_WORK TO BE COMPLETED_
Using the data below, return every line that holds the word "wooden".

_AVAILABLE RECORDS_

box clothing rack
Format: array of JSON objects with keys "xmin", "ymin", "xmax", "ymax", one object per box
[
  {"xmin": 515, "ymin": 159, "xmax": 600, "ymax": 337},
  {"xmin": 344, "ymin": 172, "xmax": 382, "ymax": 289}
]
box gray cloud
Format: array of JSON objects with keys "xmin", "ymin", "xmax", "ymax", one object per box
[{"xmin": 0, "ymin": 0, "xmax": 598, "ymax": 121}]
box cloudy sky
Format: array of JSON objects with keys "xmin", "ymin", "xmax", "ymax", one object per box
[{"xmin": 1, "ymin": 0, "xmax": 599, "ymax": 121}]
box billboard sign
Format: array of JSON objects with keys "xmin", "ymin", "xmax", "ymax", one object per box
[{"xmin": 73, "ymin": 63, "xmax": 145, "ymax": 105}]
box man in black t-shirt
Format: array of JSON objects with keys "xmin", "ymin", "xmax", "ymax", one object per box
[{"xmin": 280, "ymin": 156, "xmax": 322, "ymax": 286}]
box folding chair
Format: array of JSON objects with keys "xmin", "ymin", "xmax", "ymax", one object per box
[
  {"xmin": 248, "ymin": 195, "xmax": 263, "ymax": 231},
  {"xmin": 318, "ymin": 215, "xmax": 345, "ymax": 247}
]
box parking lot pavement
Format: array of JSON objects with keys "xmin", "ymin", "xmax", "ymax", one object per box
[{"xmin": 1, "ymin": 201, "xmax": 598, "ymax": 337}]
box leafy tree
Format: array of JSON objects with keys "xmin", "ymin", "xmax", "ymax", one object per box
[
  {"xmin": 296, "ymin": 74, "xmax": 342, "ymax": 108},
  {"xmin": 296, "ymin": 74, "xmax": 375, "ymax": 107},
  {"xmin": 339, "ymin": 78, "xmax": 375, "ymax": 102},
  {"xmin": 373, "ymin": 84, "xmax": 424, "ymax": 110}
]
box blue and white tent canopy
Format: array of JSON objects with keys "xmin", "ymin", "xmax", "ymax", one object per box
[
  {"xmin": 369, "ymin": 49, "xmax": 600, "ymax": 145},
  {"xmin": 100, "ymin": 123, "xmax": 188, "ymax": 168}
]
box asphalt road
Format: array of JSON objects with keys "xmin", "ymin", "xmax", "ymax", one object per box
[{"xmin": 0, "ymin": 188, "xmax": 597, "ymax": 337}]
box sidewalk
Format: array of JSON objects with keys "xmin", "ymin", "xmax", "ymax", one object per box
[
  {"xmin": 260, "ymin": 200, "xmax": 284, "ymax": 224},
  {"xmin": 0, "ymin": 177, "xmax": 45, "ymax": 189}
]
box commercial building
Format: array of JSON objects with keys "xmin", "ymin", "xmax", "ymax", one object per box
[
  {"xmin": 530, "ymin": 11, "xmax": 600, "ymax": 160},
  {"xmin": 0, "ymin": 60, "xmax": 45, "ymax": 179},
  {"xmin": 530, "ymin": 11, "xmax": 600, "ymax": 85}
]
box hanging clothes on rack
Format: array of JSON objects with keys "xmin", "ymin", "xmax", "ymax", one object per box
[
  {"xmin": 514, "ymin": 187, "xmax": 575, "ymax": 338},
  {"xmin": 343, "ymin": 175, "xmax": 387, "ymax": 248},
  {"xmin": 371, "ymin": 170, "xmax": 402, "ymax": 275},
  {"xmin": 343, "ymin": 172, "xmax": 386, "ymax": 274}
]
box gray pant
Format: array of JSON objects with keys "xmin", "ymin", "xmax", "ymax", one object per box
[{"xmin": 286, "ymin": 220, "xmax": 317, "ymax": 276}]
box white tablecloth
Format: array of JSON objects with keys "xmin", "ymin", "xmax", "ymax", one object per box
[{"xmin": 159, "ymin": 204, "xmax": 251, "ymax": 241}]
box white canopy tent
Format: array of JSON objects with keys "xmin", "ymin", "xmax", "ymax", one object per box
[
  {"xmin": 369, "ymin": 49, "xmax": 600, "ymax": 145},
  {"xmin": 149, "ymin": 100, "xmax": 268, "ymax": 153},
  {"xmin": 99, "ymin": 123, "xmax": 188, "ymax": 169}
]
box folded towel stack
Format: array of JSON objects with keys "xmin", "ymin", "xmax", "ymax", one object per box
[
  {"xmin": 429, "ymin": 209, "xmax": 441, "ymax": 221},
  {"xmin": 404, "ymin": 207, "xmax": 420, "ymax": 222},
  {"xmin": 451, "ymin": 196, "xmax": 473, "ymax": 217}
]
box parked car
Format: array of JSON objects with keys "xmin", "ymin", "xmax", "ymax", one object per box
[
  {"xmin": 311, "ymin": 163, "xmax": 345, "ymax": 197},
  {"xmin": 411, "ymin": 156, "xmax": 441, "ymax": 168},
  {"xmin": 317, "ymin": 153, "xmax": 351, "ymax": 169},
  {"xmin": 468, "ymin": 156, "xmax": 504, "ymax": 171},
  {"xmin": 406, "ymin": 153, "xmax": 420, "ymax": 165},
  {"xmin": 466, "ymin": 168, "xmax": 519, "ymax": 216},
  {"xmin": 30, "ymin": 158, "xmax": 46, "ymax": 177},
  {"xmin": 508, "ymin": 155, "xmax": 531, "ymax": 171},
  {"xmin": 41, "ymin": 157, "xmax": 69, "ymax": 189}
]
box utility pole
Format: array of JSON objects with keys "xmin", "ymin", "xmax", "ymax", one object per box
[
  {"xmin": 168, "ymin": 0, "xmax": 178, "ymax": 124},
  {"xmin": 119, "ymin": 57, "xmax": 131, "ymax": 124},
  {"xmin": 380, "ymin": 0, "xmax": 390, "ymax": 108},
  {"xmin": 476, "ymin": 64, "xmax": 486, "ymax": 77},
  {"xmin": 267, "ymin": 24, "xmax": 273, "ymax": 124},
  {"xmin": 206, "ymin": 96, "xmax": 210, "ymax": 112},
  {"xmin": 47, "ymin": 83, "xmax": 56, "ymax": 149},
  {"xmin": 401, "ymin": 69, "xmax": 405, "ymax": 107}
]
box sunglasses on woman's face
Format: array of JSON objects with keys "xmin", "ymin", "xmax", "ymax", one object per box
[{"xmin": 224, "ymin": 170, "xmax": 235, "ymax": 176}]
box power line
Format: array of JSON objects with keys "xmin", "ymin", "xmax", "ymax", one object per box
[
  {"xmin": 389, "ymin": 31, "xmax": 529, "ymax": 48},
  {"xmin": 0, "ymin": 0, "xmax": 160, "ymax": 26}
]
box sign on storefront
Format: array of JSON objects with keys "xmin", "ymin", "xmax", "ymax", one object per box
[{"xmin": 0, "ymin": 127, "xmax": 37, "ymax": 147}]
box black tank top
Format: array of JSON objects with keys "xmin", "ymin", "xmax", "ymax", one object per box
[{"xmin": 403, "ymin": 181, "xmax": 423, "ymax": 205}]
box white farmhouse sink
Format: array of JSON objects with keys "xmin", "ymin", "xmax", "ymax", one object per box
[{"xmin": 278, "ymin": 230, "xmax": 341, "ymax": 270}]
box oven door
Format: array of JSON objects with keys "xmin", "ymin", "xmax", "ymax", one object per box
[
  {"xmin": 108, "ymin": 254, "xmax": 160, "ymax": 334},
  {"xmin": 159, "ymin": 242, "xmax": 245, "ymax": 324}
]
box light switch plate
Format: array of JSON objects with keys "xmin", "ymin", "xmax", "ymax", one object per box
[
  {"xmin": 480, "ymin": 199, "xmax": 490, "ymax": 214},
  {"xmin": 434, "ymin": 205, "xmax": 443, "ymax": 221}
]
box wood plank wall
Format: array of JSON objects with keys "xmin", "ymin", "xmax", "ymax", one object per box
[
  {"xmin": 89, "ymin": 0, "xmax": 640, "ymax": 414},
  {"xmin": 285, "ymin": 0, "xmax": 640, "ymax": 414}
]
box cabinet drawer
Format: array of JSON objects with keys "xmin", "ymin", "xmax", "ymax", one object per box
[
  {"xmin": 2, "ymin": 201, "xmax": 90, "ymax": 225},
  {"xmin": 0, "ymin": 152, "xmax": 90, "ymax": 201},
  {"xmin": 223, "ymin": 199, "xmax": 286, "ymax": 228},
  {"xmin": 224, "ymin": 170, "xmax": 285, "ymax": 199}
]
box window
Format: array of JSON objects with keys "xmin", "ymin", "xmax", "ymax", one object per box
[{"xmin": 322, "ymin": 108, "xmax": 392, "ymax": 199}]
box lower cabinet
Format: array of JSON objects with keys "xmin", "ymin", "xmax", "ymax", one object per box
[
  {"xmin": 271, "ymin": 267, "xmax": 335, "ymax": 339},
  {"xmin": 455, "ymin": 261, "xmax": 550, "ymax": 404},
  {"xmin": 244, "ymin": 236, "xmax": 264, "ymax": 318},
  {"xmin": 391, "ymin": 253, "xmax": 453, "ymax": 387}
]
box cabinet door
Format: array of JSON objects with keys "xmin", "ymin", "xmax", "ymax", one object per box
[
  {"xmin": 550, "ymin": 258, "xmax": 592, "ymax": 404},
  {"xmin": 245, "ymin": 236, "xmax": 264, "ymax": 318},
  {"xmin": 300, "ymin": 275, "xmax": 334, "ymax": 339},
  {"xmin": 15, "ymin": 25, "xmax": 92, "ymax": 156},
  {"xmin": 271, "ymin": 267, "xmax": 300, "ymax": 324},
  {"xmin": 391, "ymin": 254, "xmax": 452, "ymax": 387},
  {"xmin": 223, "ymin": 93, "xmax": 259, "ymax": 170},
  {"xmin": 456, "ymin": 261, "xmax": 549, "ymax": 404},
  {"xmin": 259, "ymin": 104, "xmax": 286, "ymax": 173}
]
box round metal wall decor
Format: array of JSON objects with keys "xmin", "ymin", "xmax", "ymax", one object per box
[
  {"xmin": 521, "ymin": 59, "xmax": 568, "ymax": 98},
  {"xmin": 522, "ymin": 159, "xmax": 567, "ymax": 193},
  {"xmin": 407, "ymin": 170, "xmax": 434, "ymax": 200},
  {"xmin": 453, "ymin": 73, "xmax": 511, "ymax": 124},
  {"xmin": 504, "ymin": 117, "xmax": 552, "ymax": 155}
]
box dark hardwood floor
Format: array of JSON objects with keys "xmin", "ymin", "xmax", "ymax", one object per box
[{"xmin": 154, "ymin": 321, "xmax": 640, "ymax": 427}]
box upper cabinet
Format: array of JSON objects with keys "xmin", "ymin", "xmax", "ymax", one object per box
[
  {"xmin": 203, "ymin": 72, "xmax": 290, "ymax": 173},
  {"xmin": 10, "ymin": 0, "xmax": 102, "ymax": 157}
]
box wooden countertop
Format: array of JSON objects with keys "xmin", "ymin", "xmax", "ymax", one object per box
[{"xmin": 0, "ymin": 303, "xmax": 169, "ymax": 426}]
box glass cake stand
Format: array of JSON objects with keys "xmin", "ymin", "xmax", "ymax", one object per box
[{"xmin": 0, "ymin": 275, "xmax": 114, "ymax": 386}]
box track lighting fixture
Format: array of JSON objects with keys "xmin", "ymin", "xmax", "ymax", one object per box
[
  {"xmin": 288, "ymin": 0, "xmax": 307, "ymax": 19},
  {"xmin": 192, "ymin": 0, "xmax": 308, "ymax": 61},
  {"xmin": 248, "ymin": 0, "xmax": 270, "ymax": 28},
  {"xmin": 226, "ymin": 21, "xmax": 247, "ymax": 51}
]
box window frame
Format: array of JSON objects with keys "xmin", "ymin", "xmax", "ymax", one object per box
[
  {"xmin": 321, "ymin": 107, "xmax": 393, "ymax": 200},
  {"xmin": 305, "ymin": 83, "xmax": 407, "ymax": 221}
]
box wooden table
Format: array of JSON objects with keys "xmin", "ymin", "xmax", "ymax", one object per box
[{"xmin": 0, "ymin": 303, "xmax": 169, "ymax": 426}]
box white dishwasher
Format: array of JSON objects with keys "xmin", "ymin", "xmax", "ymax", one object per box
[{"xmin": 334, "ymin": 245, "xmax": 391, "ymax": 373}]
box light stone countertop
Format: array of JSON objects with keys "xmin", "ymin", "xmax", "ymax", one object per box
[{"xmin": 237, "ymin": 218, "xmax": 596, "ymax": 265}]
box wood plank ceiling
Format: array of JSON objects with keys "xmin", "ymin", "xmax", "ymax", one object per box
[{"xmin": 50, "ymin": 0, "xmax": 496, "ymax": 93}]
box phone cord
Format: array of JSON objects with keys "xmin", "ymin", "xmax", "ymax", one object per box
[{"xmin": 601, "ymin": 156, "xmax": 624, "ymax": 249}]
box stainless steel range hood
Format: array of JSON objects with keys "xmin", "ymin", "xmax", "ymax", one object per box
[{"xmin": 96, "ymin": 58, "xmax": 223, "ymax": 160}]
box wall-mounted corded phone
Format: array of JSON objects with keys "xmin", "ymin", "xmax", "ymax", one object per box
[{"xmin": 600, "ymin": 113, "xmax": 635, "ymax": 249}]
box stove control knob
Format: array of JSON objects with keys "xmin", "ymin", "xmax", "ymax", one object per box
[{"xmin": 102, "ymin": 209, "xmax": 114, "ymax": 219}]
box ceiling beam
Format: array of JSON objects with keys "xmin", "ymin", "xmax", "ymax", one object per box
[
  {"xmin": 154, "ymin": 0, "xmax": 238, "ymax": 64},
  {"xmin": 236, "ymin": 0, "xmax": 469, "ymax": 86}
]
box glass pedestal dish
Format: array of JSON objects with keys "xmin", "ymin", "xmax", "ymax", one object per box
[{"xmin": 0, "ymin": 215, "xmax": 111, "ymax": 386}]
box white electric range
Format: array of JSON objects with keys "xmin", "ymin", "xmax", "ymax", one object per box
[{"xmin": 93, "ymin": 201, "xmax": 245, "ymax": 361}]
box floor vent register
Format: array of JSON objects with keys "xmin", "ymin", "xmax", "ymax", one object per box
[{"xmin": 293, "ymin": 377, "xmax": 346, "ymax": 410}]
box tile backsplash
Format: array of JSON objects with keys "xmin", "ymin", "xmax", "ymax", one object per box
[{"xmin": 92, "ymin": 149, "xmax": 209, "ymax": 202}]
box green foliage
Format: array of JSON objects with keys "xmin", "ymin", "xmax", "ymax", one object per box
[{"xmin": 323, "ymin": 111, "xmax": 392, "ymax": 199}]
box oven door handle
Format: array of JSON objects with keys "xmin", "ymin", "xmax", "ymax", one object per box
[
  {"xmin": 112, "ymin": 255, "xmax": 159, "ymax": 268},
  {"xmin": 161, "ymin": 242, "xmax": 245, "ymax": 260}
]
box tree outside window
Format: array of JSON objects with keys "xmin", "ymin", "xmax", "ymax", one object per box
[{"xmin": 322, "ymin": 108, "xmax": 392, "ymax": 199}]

_COMPLETED EXERCISE_
box wooden countertop
box wooden table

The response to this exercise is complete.